#### Material to process

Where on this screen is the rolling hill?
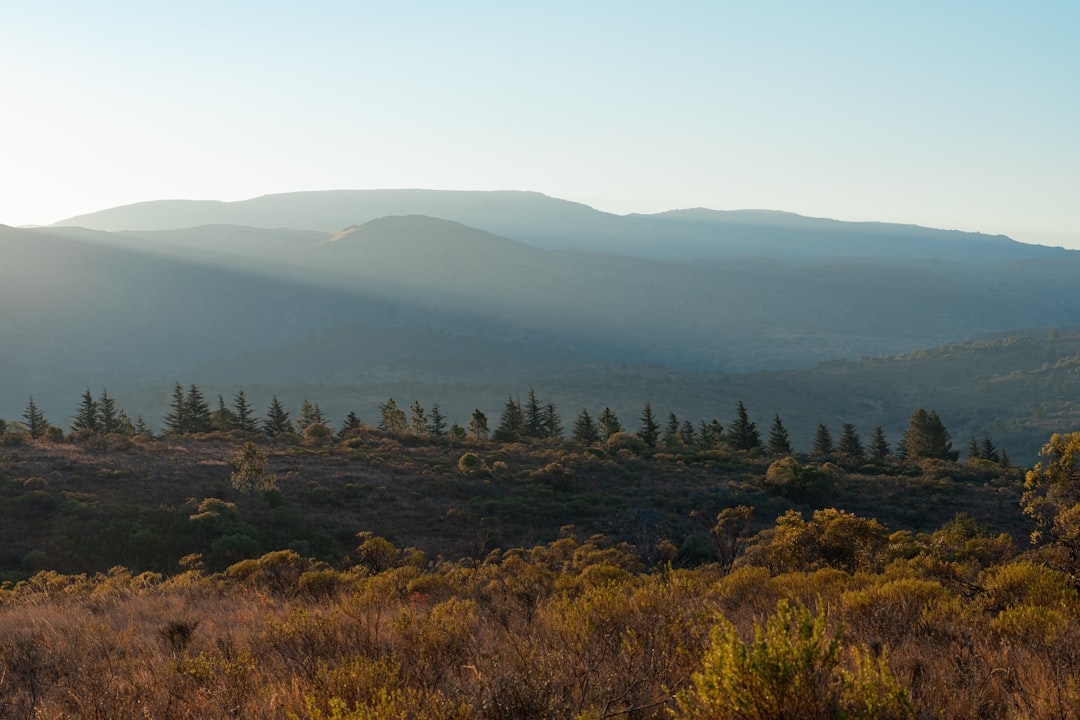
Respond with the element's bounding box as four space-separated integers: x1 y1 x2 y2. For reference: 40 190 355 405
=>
53 189 1069 262
0 192 1075 463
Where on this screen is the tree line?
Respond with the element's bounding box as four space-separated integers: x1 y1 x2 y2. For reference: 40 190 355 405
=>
1 383 1009 467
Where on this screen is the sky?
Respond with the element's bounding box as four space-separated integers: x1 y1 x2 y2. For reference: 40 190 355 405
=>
2 1 1078 248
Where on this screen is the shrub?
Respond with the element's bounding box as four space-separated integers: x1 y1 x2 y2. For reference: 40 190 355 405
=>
605 432 646 455
456 453 486 476
303 422 334 445
674 599 914 719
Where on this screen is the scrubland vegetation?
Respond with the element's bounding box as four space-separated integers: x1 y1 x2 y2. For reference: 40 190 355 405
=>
1 511 1078 718
1 394 1078 718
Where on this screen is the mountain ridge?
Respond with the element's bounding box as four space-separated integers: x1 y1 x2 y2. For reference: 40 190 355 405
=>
51 189 1066 262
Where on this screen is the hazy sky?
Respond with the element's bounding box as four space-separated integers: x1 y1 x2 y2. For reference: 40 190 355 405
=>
2 1 1077 248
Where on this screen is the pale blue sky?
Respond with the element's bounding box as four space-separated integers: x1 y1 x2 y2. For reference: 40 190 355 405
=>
2 1 1077 247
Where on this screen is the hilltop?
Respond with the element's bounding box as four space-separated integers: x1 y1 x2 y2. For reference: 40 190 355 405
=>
54 188 1065 261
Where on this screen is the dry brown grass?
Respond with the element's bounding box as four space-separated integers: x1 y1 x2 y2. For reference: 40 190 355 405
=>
0 532 1078 719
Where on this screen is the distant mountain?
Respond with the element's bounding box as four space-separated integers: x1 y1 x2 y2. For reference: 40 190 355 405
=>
53 189 1068 262
5 194 1080 463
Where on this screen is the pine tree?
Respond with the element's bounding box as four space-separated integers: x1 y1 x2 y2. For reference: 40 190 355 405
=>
186 385 213 434
230 441 277 499
1000 447 1010 468
468 409 489 441
409 401 429 435
23 396 48 439
767 414 793 456
72 388 100 434
837 423 865 462
524 387 545 439
99 388 119 434
543 403 563 439
980 432 1000 463
665 411 681 441
681 420 698 447
597 407 622 440
728 401 760 452
429 403 447 437
211 395 237 432
116 410 135 436
339 411 364 438
263 396 292 436
164 382 188 435
811 423 834 457
572 408 601 445
904 408 957 461
702 419 725 449
968 436 981 460
295 399 327 433
869 426 891 461
638 401 660 449
378 398 407 433
134 416 150 437
233 389 258 434
495 396 524 441
895 436 909 459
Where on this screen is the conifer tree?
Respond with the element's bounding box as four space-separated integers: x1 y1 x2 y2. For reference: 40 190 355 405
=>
295 399 327 433
72 388 100 434
904 408 957 461
429 403 447 437
665 411 681 441
99 388 119 434
544 403 563 439
448 423 467 441
116 409 135 436
812 423 834 457
524 388 545 438
23 396 48 439
1000 447 1010 468
728 401 760 452
701 419 725 449
164 382 188 435
837 423 864 462
572 408 601 445
767 414 793 456
597 407 622 440
378 398 407 433
211 395 237 432
339 411 364 438
409 401 429 435
185 385 213 434
980 432 1000 463
230 441 277 499
869 426 891 461
681 420 698 447
468 409 489 441
968 436 981 460
638 401 661 448
134 416 150 437
263 396 292 437
895 436 909 459
495 396 524 441
232 389 258 434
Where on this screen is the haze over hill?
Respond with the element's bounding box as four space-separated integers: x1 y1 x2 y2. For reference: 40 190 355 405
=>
54 189 1066 262
1 190 1077 461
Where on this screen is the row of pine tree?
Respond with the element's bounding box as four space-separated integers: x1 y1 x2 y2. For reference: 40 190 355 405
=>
2 383 1007 466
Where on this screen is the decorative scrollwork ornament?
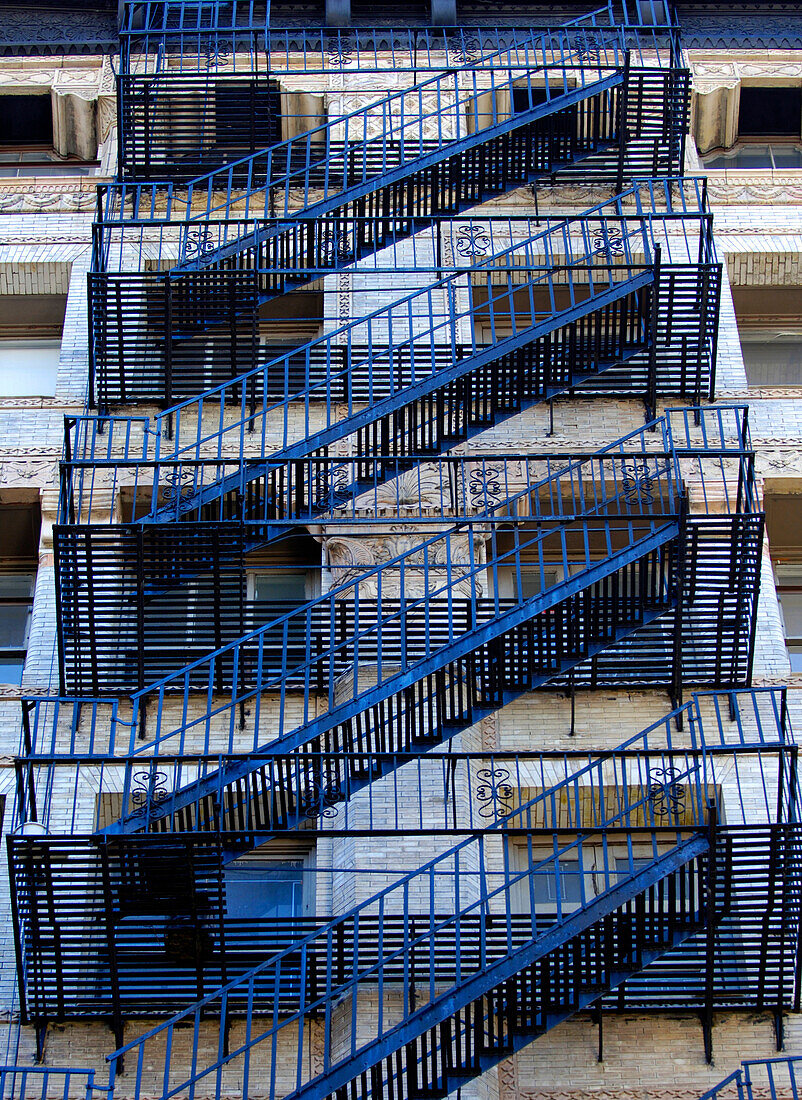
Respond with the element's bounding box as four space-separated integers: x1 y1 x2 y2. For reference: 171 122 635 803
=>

########

## Task description
Please write out every record above exactly, but leave the pictures out.

## Reply
Where on this screen is the rolling hill?
Respond with the element's bounding box as four space-separated integers: x1 y1 x2 y2. For reference: 40 190 355 405
=>
53 189 1069 262
0 192 1075 463
Where on this screen is the tree line?
Respond with the element's bounding box as four space-separated integers: x1 y1 x2 y2. For reference: 40 190 355 405
=>
1 383 1009 467
Where on this screen is the sky?
Respond with the element's bounding box as four space-separated integers: x1 y1 x2 y2. For reference: 40 190 355 405
=>
2 1 1078 248
Where on this screen is the shrub?
Respond with the element's bounding box as four space-separated integers: x1 y1 x2 y2. For reference: 40 190 355 405
=>
605 432 646 455
456 453 486 476
303 422 334 445
674 599 914 719
Where on this screen is the scrubland vegetation?
Respond with the element's bounding box as four space-separated integers: x1 y1 x2 y2. For reference: 40 190 355 405
=>
1 511 1078 718
1 394 1078 718
Where on this screen is the mountain ridge?
Respond with the element's bounding box as four space-separated integers: x1 y1 x2 y2. For reference: 40 190 355 405
=>
51 189 1066 262
Where on this screen is the hazy sky?
Respond with the element's bounding box as four space-separated integers: x1 y1 x2 y2. For reference: 40 190 355 405
=>
2 1 1077 248
Where on this screen is the pale blue sky?
Respond with the element's bounding box as four space-separated integers: x1 y1 x2 y2. For reference: 40 190 355 405
=>
2 1 1077 247
Where on this screen is the hilltop?
Respond with the element's bounding box as four space-separated integers: x1 y1 x2 y2. For reference: 40 190 355 405
=>
54 188 1065 261
Where on this screen is the dry brown grass?
Respond with the element's bounding box as four space-separated integers: x1 y1 x2 y2. For reference: 40 190 355 405
=>
0 532 1078 719
Where on this screen is the distant mountain?
Respond with the element's bounding box as four space-separated integers: x1 y1 x2 y2. For reference: 40 190 355 405
=>
53 189 1068 262
5 194 1080 463
Where on this screen is the pine tree?
Respond with the element's bounding box as four space-separated integers: x1 y1 x2 y2. For reference: 40 190 355 405
=>
186 385 213 434
230 441 277 499
1000 447 1010 468
468 409 489 441
409 401 429 435
23 396 48 439
767 414 793 456
72 388 100 434
837 423 865 462
524 387 545 439
99 388 119 434
543 403 563 439
980 432 1000 463
665 411 681 441
681 420 698 447
597 407 622 440
728 401 760 452
429 403 447 437
211 395 237 432
116 410 135 436
339 411 364 438
263 396 292 436
164 382 188 435
811 423 834 457
572 408 601 445
904 408 957 461
702 419 725 449
968 436 981 460
295 399 327 433
869 426 891 461
638 401 660 449
378 398 407 433
134 416 150 437
233 389 258 434
495 396 524 441
895 436 909 459
Where on this screen is the conifer tree?
Respond with the element's bounding box as four space-separated integers: x1 y1 x2 y2. For reference: 40 190 355 405
=>
295 399 327 433
72 388 100 434
904 408 957 461
429 403 447 437
665 411 681 441
99 388 119 434
544 403 563 439
448 423 467 441
116 409 135 436
812 423 834 457
524 388 545 438
23 396 48 439
1000 447 1010 468
728 401 760 452
701 419 725 449
164 382 188 435
837 423 864 462
572 408 601 445
767 414 793 456
597 407 622 440
378 398 407 433
211 395 237 432
339 411 364 438
409 401 429 435
185 385 213 434
980 432 1000 463
230 441 277 499
869 426 891 461
681 420 698 447
468 409 489 441
968 436 981 460
638 401 661 448
134 416 150 437
263 396 292 437
895 436 909 459
495 396 524 441
232 389 258 434
Where on this screen is the haze over hill?
Respond with the element's bounding box as four space-separated integers: x1 y1 x2 y2. For reference: 40 190 355 405
=>
54 189 1066 262
1 190 1077 461
Where on this screen is the row of pine tree?
Respond with the element's bounding box as four space-separated integers: x1 y1 x2 y2. For reference: 40 190 355 405
=>
2 383 1007 466
Where on this screen is the decorative scrollwork ornament?
Respond with the element's bounding box as four space-separated integers: x1 y1 x2 y2. For reference: 171 122 635 803
=>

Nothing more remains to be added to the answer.